● **Textauszug**
Berlin. Zum ersten Mal debattierten die Spitzenkandidatin und -kandidaten fürs Kanzleramt und FDP-Chef Lindner über ein grünes Herzensthema.
Es war der erste Quartett-Auftritt in diesem Bundestagswahlkampf. Am Mittwochnachmittag diskutierten erstmals nicht nur die drei Aspiraten aufs Kanzleramt, Olaf Scholz (SPD), Annalena Baerbock (Grüne) und Armin Laschet (CDU), miteinander, sondern auch FDP-Chef Christian Lindner. Laschet war dabei aus Düsseldorf zugeschaltet.
Im Mittelpunkt stand dabei die Frage, welche energiepolitischen Weichen die nächste Bundesregierung stellen muss. Eingeladen hatte der Bundesverband der Energie- und Wasserwirtschaft (BDEW), der nach eigenen Angaben über 1900 Unternehmen vertritt.
Baerbocks Herzensthema
Nach der Aufregung um unsaubere biografische Angaben, nicht angegebene Sonderzahlungen sowie nach einer eher soliden, denn mitreißenden Rede auf dem Nominierungsparteitag konnte Baerbock bei einem der Herzensthemen der Grünen wieder Tritt fassen. Das Gesetz für Erneuerbare Energien müsse dringend entbürokratisiert werden: „Denn Klimaziele werden nur erreicht, wenn wir wirklich zu 100 Prozent erneuerbarem Strom kommen“, sagte sie und teilte dann kräftig gegen die Bundesregierung aus. Diese habe wichtige Zukunftsinvestitionen gedeckelt.

● **Datensätze**
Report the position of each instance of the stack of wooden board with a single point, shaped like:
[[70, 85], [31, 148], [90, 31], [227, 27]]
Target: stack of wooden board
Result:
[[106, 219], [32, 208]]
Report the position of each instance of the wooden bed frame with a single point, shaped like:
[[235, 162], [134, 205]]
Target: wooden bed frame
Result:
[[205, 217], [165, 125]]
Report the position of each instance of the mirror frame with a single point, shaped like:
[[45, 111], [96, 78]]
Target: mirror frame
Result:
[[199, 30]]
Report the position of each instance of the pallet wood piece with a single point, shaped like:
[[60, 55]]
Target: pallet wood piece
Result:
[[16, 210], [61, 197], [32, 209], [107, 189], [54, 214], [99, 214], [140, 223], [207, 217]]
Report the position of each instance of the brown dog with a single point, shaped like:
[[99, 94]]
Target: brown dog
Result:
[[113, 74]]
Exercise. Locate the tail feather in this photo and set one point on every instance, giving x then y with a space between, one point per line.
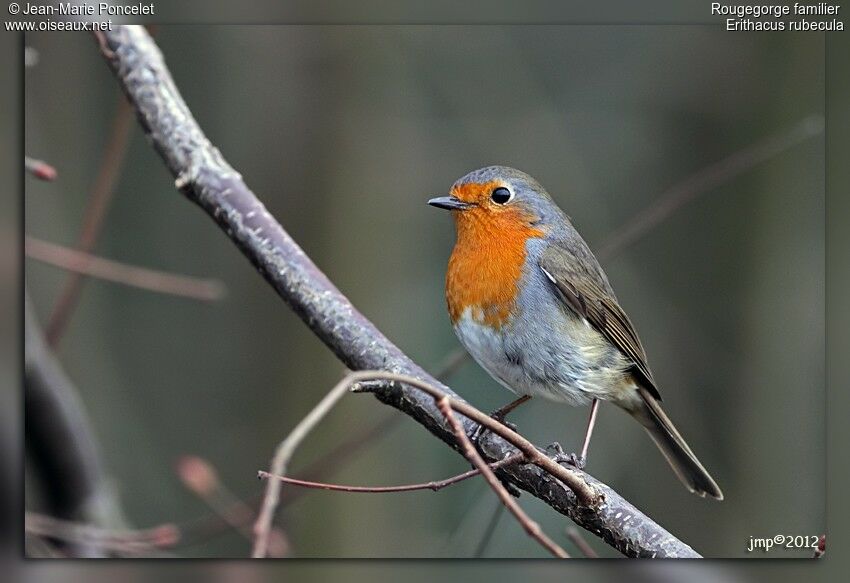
680 457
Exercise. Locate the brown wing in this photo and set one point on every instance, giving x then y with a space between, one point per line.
584 293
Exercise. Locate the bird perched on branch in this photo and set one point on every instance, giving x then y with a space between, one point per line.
529 301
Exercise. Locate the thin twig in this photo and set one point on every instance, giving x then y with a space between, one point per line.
821 548
281 458
40 169
572 478
200 478
133 541
98 204
433 485
205 290
575 536
532 528
707 179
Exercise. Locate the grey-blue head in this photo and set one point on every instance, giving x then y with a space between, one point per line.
502 193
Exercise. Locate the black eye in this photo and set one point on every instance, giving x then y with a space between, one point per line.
501 195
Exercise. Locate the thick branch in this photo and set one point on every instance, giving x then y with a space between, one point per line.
204 177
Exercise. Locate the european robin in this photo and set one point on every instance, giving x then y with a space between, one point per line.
529 301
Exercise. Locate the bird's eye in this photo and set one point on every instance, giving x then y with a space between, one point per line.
501 195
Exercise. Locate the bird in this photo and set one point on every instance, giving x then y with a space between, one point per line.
531 304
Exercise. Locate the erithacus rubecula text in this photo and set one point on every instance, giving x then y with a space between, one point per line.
529 301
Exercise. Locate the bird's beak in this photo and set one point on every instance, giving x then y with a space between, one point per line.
449 203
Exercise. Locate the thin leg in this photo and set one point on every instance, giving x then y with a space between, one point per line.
591 421
502 412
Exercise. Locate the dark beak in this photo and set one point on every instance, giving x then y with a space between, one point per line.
449 203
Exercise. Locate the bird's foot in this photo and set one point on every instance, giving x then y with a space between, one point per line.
571 458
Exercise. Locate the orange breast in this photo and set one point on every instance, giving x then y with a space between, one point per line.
486 264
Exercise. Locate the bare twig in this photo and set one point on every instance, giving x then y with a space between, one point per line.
206 290
60 439
98 204
707 179
532 528
282 456
40 169
204 177
201 479
575 536
129 541
433 485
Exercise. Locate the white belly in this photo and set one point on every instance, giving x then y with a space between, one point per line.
560 366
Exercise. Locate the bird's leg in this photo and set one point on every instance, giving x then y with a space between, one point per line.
580 460
591 421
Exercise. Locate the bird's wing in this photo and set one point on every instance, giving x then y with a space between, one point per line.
584 293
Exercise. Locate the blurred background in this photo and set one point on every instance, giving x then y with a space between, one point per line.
344 133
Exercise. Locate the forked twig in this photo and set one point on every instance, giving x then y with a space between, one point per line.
531 527
432 485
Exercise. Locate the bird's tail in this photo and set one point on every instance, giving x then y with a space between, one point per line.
680 457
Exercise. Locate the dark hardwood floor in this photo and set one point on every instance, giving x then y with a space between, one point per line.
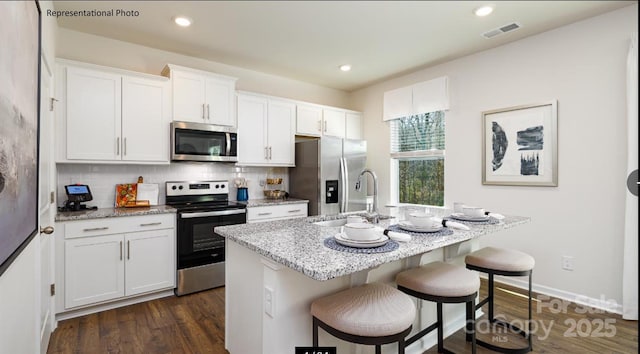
195 324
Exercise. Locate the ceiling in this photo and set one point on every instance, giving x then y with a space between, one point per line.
309 40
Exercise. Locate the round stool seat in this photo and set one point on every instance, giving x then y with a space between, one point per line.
500 259
440 279
370 310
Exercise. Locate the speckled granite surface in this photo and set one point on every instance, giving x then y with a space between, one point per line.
113 212
298 244
267 202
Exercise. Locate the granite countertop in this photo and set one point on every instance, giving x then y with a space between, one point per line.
113 212
268 202
298 244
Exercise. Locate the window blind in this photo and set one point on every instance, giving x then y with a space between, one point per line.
420 135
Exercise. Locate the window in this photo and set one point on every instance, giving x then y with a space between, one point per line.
417 158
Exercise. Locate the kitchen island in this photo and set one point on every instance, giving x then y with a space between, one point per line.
275 270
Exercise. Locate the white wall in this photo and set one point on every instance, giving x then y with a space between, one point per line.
109 52
582 66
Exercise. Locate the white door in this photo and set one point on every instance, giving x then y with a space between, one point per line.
145 123
93 269
219 98
334 123
188 97
281 132
46 208
354 126
93 115
252 130
308 120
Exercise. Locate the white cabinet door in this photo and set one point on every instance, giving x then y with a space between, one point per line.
145 124
219 100
93 270
93 115
188 97
150 261
252 130
280 132
334 123
308 120
354 126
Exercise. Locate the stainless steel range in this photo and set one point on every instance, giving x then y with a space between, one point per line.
201 205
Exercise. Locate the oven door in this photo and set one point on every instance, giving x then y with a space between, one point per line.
202 142
197 243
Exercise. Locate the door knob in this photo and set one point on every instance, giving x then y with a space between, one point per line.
47 230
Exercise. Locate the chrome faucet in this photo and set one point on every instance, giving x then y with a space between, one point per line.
375 190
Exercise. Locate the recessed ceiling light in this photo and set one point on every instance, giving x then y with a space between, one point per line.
182 21
483 10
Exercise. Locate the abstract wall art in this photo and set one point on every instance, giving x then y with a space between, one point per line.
19 70
520 145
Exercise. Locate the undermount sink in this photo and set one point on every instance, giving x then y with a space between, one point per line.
331 223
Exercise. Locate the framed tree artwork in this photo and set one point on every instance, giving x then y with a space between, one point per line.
520 145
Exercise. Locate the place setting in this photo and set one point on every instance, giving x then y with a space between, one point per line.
473 215
361 237
421 224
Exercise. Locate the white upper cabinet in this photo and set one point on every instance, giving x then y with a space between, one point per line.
354 126
145 107
94 112
108 116
333 122
315 120
201 97
266 130
308 120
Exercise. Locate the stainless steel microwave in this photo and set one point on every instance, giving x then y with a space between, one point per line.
203 142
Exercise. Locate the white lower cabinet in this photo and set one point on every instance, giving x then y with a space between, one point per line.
94 270
102 264
276 212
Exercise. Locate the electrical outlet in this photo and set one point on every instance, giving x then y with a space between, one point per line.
269 300
567 262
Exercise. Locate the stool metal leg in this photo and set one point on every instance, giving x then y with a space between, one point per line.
440 335
491 297
315 332
530 317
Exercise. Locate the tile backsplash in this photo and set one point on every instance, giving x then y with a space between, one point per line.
102 179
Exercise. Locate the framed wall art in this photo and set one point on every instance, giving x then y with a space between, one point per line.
520 145
19 112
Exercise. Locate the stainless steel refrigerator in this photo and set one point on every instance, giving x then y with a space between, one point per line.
326 173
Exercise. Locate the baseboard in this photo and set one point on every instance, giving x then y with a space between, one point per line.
600 304
60 316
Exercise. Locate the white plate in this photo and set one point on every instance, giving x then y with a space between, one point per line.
461 216
407 226
341 239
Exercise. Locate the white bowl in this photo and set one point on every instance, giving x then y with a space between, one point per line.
361 231
474 212
424 220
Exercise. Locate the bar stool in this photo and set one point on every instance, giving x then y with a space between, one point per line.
372 314
506 262
442 283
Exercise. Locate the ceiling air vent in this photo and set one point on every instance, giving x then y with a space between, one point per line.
503 29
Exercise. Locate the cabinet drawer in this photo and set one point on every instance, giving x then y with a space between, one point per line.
108 226
276 212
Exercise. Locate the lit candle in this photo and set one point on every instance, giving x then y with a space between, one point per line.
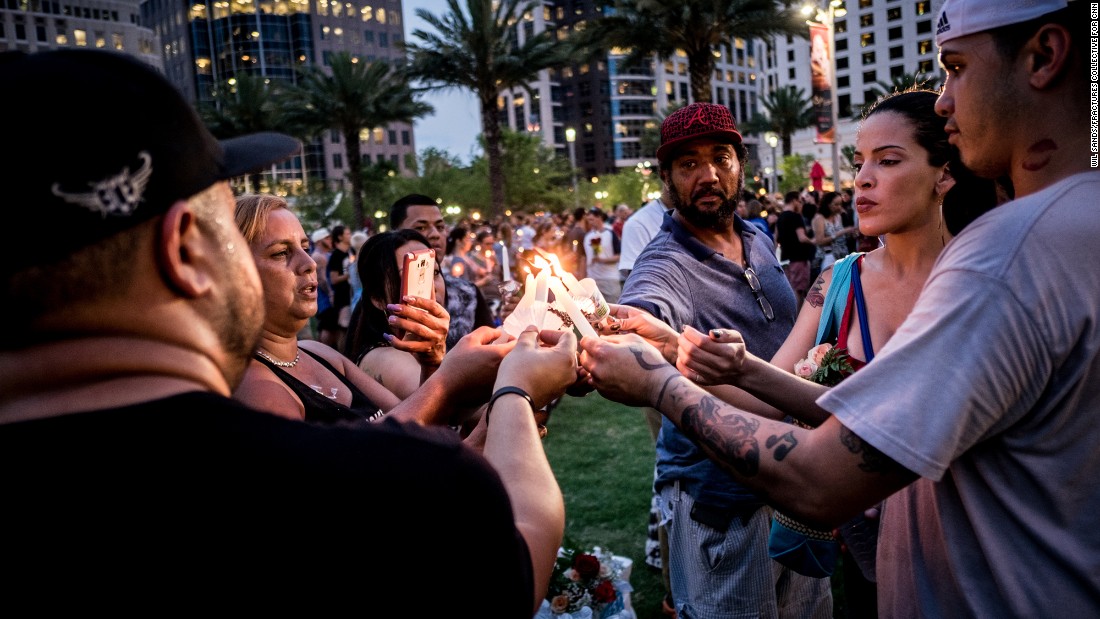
562 298
567 277
506 273
541 283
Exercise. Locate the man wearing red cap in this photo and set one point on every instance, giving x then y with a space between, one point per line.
707 268
979 420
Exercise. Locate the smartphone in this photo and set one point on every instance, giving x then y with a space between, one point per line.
419 278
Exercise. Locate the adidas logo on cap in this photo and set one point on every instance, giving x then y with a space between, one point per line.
943 25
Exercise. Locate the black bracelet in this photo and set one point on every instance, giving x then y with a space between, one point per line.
505 391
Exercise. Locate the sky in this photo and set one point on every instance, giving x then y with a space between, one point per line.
455 124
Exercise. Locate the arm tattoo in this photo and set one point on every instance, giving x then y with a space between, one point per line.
639 355
785 442
730 437
873 461
815 297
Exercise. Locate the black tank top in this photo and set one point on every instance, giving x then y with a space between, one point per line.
322 409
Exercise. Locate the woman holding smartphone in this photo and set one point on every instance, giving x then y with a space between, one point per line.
393 352
307 379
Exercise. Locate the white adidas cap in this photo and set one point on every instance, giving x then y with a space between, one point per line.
961 18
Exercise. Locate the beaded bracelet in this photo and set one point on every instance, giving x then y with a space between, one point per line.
520 393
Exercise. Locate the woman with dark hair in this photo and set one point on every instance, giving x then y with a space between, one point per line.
399 355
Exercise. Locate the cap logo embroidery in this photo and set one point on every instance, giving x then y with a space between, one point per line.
942 25
699 115
118 195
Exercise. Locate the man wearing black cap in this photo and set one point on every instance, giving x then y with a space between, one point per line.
132 483
706 268
979 420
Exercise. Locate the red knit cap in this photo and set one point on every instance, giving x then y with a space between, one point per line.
695 121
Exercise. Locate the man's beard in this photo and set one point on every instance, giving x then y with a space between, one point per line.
718 220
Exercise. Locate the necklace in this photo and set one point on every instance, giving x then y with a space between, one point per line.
278 363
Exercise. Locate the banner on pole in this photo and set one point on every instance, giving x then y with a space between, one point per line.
821 75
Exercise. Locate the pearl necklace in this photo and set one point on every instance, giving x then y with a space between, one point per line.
278 363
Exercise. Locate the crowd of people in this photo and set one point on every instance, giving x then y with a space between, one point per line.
202 402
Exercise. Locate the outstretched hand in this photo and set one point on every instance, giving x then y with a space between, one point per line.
470 368
715 357
542 364
634 320
625 368
425 331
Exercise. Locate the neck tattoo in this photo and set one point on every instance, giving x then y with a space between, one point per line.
277 363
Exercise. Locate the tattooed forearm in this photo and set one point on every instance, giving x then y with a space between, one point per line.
732 437
872 459
815 297
784 442
639 355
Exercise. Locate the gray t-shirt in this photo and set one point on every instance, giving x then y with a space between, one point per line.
990 391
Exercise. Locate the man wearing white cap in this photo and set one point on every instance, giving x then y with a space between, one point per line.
979 419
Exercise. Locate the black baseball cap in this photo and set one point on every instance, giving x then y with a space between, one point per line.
96 142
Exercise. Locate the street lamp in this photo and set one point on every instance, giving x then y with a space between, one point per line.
827 15
571 140
772 141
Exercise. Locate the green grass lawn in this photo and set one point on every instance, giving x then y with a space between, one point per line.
603 456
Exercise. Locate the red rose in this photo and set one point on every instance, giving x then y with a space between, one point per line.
586 565
604 593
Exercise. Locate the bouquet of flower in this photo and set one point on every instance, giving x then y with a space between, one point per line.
585 584
825 365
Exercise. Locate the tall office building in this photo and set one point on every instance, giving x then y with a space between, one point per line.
608 102
36 25
876 42
208 44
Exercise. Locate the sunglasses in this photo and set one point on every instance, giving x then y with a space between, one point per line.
750 276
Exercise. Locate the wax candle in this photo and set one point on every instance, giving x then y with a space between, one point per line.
541 284
562 298
506 273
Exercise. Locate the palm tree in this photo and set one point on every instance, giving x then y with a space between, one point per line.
697 28
248 109
354 97
476 47
788 110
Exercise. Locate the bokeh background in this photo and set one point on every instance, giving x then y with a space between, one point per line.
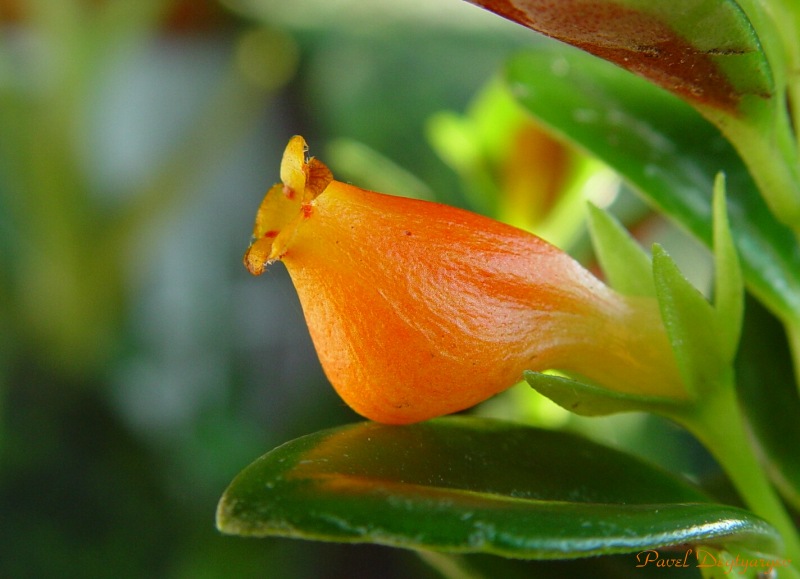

● **Gestellte Aufgabe 1**
Wie lässt sich der Textauszug in zwei Sätzen zusammenfassen?
● **Gestellte Aufgabe 2**
Zitieren Sie aus dem Textauszug wörtlich die Stelle von „Es war der erste“ bis einschließlich „1900 Unternehmen vertritt.“.

● **Antwort zur Aufgabe 1**
Erstmals diskutierten Olaf Scholz (SPD), Annalena Baerbock (Grüne), Armin Laschet (CDU) und FDP-Chef Christian Lindner gemeinsam auf Einladung des Bundesverbands der Energie- und Wasserwirtschaft darüber, welche energiepolitischen Weichen die nächste Bundesregierung stellen muss. Baerbock forderte, das Gesetz für Erneuerbare Energien dringend zu entbürokratisieren, weil Klimaziele nur mit 100 Prozent erneuerbarem Strom erreicht würden, und warf der Bundesregierung vor, wichtige Zukunftsinvestitionen gedeckelt zu haben.

● **Antwort zur Aufgabe 2**
Es war der erste Quartett-Auftritt in diesem Bundestagswahlkampf. Am Mittwochnachmittag diskutierten erstmals nicht nur die drei Aspiraten aufs Kanzleramt, Olaf Scholz (SPD), Annalena Baerbock (Grüne) und Armin Laschet (CDU), miteinander, sondern auch FDP-Chef Christian Lindner. Laschet war dabei aus Düsseldorf zugeschaltet.
Im Mittelpunkt stand dabei die Frage, welche energiepolitischen Weichen die nächste Bundesregierung stellen muss. Eingeladen hatte der Bundesverband der Energie- und Wasserwirtschaft (BDEW), der nach eigenen Angaben über 1900 Unternehmen vertritt.